• [Problem statement]: Arrange every one of the entries below as a Markdown table with two columns, Row and Text: number each line in order under Row and put the line itself under Text. Skip blank lines and leave the pictures out.

• [Data for this exercise]:
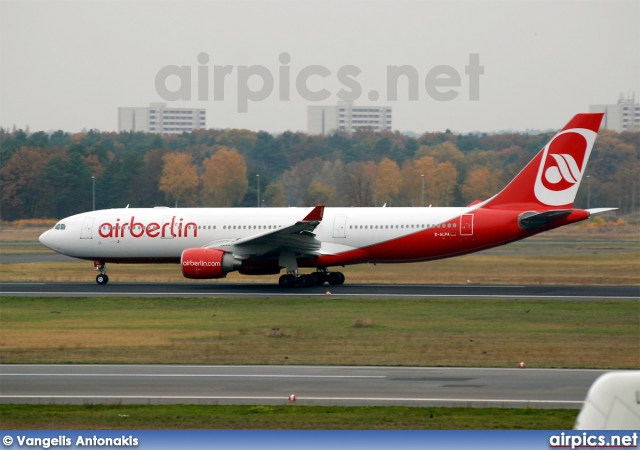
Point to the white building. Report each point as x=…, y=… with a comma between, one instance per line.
x=623, y=116
x=158, y=118
x=347, y=118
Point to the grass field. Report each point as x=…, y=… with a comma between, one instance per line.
x=325, y=331
x=496, y=333
x=287, y=417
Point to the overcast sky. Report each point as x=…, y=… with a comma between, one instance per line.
x=70, y=64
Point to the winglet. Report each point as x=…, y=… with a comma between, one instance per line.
x=315, y=215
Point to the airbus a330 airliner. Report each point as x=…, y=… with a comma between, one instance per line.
x=210, y=242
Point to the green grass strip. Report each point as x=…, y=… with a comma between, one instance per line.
x=288, y=417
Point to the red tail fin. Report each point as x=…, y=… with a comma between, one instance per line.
x=551, y=180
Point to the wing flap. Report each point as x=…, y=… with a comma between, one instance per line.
x=297, y=237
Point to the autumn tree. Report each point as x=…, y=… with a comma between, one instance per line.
x=320, y=193
x=179, y=180
x=225, y=178
x=23, y=192
x=274, y=195
x=386, y=181
x=480, y=184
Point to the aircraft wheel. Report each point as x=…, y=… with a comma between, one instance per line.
x=287, y=280
x=336, y=278
x=306, y=280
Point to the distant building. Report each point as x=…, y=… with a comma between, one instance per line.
x=347, y=118
x=158, y=118
x=623, y=116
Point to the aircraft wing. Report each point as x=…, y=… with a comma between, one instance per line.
x=297, y=237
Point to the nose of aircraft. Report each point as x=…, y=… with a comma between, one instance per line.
x=47, y=239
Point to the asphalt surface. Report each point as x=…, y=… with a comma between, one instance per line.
x=272, y=385
x=217, y=289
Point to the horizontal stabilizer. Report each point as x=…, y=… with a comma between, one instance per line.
x=532, y=220
x=599, y=210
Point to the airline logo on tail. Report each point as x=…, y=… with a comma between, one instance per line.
x=563, y=163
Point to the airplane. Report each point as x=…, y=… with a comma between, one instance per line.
x=209, y=243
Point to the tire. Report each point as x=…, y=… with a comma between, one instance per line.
x=319, y=278
x=287, y=280
x=336, y=278
x=306, y=280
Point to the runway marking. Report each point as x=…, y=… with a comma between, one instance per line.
x=299, y=398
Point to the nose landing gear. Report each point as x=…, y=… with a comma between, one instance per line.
x=102, y=277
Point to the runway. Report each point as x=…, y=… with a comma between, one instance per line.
x=218, y=289
x=272, y=385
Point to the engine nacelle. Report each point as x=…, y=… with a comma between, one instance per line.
x=207, y=263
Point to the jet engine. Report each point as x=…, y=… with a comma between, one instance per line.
x=207, y=263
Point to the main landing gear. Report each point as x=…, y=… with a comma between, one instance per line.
x=102, y=277
x=312, y=279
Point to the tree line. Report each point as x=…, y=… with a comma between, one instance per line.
x=55, y=175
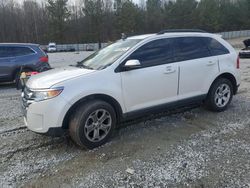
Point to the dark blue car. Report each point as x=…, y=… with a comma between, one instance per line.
x=14, y=57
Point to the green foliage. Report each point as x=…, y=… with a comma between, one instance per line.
x=58, y=14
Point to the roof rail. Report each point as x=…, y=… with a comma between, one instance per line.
x=181, y=31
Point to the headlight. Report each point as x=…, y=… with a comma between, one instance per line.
x=40, y=95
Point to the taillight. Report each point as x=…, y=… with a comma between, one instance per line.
x=238, y=62
x=44, y=59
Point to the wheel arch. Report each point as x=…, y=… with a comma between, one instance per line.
x=113, y=102
x=231, y=78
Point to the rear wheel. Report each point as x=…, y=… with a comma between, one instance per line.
x=92, y=124
x=220, y=95
x=17, y=80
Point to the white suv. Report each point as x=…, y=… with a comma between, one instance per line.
x=132, y=77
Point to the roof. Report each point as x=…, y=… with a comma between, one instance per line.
x=171, y=34
x=18, y=44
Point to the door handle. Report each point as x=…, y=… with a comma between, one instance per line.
x=211, y=63
x=169, y=69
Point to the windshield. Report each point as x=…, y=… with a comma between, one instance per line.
x=108, y=55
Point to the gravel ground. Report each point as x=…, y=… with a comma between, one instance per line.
x=185, y=148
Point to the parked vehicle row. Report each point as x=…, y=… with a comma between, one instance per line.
x=15, y=58
x=132, y=77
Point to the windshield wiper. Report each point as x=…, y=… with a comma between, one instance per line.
x=80, y=65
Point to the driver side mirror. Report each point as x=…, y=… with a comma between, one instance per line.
x=132, y=64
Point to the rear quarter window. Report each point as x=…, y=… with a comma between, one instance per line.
x=215, y=47
x=188, y=48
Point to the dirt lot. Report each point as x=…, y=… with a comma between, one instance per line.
x=188, y=148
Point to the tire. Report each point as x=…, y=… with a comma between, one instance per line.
x=88, y=127
x=17, y=81
x=220, y=95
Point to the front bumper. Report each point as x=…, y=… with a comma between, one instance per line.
x=243, y=54
x=46, y=116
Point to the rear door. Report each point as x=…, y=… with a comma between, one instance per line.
x=198, y=67
x=7, y=61
x=156, y=81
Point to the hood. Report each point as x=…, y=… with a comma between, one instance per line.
x=49, y=78
x=247, y=43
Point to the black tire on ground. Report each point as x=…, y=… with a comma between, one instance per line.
x=88, y=123
x=220, y=95
x=17, y=80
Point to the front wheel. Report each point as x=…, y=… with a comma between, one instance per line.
x=92, y=124
x=220, y=95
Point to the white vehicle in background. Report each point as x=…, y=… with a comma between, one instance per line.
x=135, y=76
x=52, y=47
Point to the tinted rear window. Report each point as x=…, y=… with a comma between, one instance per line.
x=215, y=47
x=187, y=48
x=5, y=52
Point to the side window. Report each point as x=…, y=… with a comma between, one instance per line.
x=154, y=53
x=5, y=52
x=20, y=51
x=215, y=47
x=187, y=48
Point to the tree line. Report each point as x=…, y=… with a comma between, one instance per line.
x=104, y=20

• [Solution]:
| Row | Text |
|---|---|
| 1 | Point to the white building. Report each point as x=…, y=… with a comma between, one instance per line. |
| 2 | x=623, y=116 |
| 3 | x=158, y=118 |
| 4 | x=347, y=118 |
| 5 | Point to the grass field. Report each point as x=…, y=… with a comma between, one instance per line. |
| 6 | x=325, y=331 |
| 7 | x=496, y=333 |
| 8 | x=287, y=417 |
| 9 | Point to the overcast sky. Report each point as x=…, y=… with a comma between, one instance per line. |
| 10 | x=70, y=64 |
| 11 | Point to the winglet. Report each point as x=…, y=… with a comma between, one instance per line. |
| 12 | x=315, y=215 |
| 13 | Point to the airbus a330 airliner. Report each point as x=…, y=… with a comma between, one instance per line. |
| 14 | x=210, y=242 |
| 15 | Point to the green grass strip. Report each point as x=…, y=… with a comma between, one instance per line. |
| 16 | x=288, y=417 |
| 17 | Point to the red tail fin. Report each point as x=…, y=… with a comma between, one instance per line. |
| 18 | x=551, y=180 |
| 19 | Point to the wing flap. Report each point as x=…, y=… with a comma between, one instance per line. |
| 20 | x=297, y=237 |
| 21 | Point to the autumn tree. Report each point as x=…, y=… with a comma between, one instance per line. |
| 22 | x=320, y=193 |
| 23 | x=179, y=180 |
| 24 | x=225, y=178 |
| 25 | x=23, y=192 |
| 26 | x=274, y=195 |
| 27 | x=386, y=181 |
| 28 | x=480, y=184 |
| 29 | Point to the aircraft wheel. Report each point as x=…, y=… with a comma between, one instance per line. |
| 30 | x=287, y=280 |
| 31 | x=336, y=278 |
| 32 | x=306, y=280 |
| 33 | Point to the distant building. Report each point as x=…, y=… with a comma between, one instance per line. |
| 34 | x=347, y=118 |
| 35 | x=158, y=118 |
| 36 | x=623, y=116 |
| 37 | Point to the aircraft wing. Report each point as x=…, y=… with a comma between, one instance per line. |
| 38 | x=297, y=237 |
| 39 | Point to the nose of aircraft. Report each point as x=…, y=… with a comma between, one instance per line. |
| 40 | x=47, y=239 |
| 41 | Point to the asphalt surface. Report each point as x=…, y=… with a comma between, one instance per line. |
| 42 | x=272, y=385 |
| 43 | x=217, y=289 |
| 44 | Point to the horizontal stabilizer. Report each point as x=…, y=… with a comma between, one instance per line. |
| 45 | x=532, y=220 |
| 46 | x=599, y=210 |
| 47 | Point to the airline logo on tail. Report each point as x=…, y=… with a comma between, one instance per line. |
| 48 | x=563, y=163 |
| 49 | Point to the airplane. Report each point as x=…, y=… with a comma between, one instance per line. |
| 50 | x=209, y=243 |
| 51 | Point to the tire. Report each point as x=…, y=… with a comma between, one instance per line. |
| 52 | x=319, y=278 |
| 53 | x=287, y=280 |
| 54 | x=336, y=278 |
| 55 | x=306, y=280 |
| 56 | Point to the runway marking. Report each point as x=…, y=… with a comma between, one instance per line. |
| 57 | x=299, y=398 |
| 58 | Point to the nose landing gear. Report each point as x=…, y=… with a comma between, one instance per line. |
| 59 | x=102, y=277 |
| 60 | Point to the runway. Report each point as x=…, y=… with a comma between, one instance per line. |
| 61 | x=218, y=289 |
| 62 | x=272, y=385 |
| 63 | Point to the engine nacelle. Report each point as x=…, y=… with a comma between, one instance per line. |
| 64 | x=207, y=263 |
| 65 | Point to the jet engine. Report each point as x=…, y=… with a comma between, one instance per line. |
| 66 | x=207, y=263 |
| 67 | Point to the main landing gear. Report each point as x=…, y=… with a comma between, one instance per line. |
| 68 | x=102, y=277 |
| 69 | x=312, y=279 |
| 70 | Point to the tree line. Report each point as x=…, y=… with a comma between, one instance per line. |
| 71 | x=55, y=175 |
| 72 | Point to the dark blue car. Report each point as x=…, y=… with a comma between, one instance per line. |
| 73 | x=14, y=57 |
| 74 | Point to the green foliage. Report each point as x=…, y=… with a comma between, one instance per line. |
| 75 | x=58, y=14 |
| 76 | Point to the roof rail. Report each point as x=…, y=… with a comma between, one instance per line. |
| 77 | x=181, y=31 |
| 78 | Point to the headlight. Report each point as x=…, y=… with a comma between, one instance per line. |
| 79 | x=40, y=95 |
| 80 | Point to the taillight. Report each point as x=…, y=… with a comma between, one instance per line. |
| 81 | x=238, y=62 |
| 82 | x=44, y=59 |
| 83 | Point to the wheel arch. Report each point as x=…, y=… with a comma between, one instance per line. |
| 84 | x=113, y=102 |
| 85 | x=231, y=78 |
| 86 | Point to the rear wheel. Report each point as x=…, y=… with a comma between, one instance per line. |
| 87 | x=92, y=124 |
| 88 | x=220, y=95 |
| 89 | x=17, y=80 |
| 90 | Point to the white suv. Report each point as x=…, y=… with a comma between, one instance per line. |
| 91 | x=132, y=77 |
| 92 | Point to the roof. Report each point as x=…, y=… with a comma between, one instance per line. |
| 93 | x=171, y=34 |
| 94 | x=18, y=44 |
| 95 | Point to the door handle. Report each point as x=…, y=… with a comma between, one instance per line. |
| 96 | x=211, y=63 |
| 97 | x=169, y=69 |
| 98 | Point to the windshield. Report each point as x=…, y=… with a comma between, one instance per line. |
| 99 | x=108, y=55 |
| 100 | Point to the gravel ground. Report each point as x=…, y=… with a comma between, one instance per line. |
| 101 | x=185, y=148 |
| 102 | Point to the parked vehicle row. Report each point as x=…, y=… with a comma between, one instance per line. |
| 103 | x=15, y=58 |
| 104 | x=132, y=77 |
| 105 | Point to the windshield wiper. Report each point as x=…, y=… with a comma between, one instance per line. |
| 106 | x=80, y=65 |
| 107 | Point to the driver side mirror. Report each point as x=…, y=… with a comma between, one instance per line. |
| 108 | x=132, y=64 |
| 109 | Point to the rear quarter window. Report each point as x=…, y=… with a comma between, one instance per line. |
| 110 | x=215, y=47 |
| 111 | x=188, y=48 |
| 112 | Point to the dirt lot. Report each point as x=…, y=… with a comma between, one instance per line. |
| 113 | x=188, y=148 |
| 114 | Point to the tire. Report each point as x=…, y=… with a comma between, one instance per line. |
| 115 | x=88, y=127 |
| 116 | x=17, y=81 |
| 117 | x=220, y=95 |
| 118 | Point to the front bumper. Report each point as x=…, y=… with a comma between, one instance per line. |
| 119 | x=243, y=54 |
| 120 | x=46, y=116 |
| 121 | Point to the rear door. Report each point as x=…, y=… with a comma between, one instance per line. |
| 122 | x=198, y=67 |
| 123 | x=7, y=61 |
| 124 | x=156, y=81 |
| 125 | Point to the hood. Report each point as x=…, y=… with a comma between, one instance per line. |
| 126 | x=49, y=78 |
| 127 | x=247, y=43 |
| 128 | Point to the black tire on ground. Report each point as x=…, y=… with a comma between, one instance per line. |
| 129 | x=88, y=123 |
| 130 | x=220, y=95 |
| 131 | x=17, y=80 |
| 132 | Point to the front wheel. Report each point as x=…, y=… with a comma between, one instance per line. |
| 133 | x=92, y=124 |
| 134 | x=220, y=95 |
| 135 | Point to the white vehicle in background. Report each point as x=…, y=… with a comma between, one instance per line. |
| 136 | x=135, y=76 |
| 137 | x=52, y=47 |
| 138 | Point to the tinted rear window. Report each point as x=…, y=… with a comma between, one instance per line. |
| 139 | x=215, y=47 |
| 140 | x=187, y=48 |
| 141 | x=5, y=52 |
| 142 | Point to the side window. Report each point as x=…, y=… with a comma between, one instance per line. |
| 143 | x=154, y=53 |
| 144 | x=5, y=52 |
| 145 | x=20, y=51 |
| 146 | x=215, y=47 |
| 147 | x=187, y=48 |
| 148 | Point to the tree line. Report each point as x=…, y=… with a comma between, one instance per line. |
| 149 | x=104, y=20 |